- _What to work on_
Extract every line of the data below that contains the string "jacket", matching case exactly.

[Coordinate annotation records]

_____

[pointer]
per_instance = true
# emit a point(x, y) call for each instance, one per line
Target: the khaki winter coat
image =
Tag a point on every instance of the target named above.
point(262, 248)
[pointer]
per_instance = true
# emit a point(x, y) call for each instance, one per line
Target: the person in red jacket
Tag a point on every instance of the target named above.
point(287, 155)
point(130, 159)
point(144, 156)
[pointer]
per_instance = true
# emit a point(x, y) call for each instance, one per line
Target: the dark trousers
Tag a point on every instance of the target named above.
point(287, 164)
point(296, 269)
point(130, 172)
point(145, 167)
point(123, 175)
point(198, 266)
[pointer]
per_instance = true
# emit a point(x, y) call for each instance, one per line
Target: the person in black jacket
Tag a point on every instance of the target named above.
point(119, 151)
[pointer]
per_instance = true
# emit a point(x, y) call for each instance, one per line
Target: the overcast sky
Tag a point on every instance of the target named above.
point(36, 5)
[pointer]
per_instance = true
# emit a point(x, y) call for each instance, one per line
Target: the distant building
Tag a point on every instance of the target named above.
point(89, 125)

_____

- _Finished task_
Target: the person in red jacket
Target: the person in black jacket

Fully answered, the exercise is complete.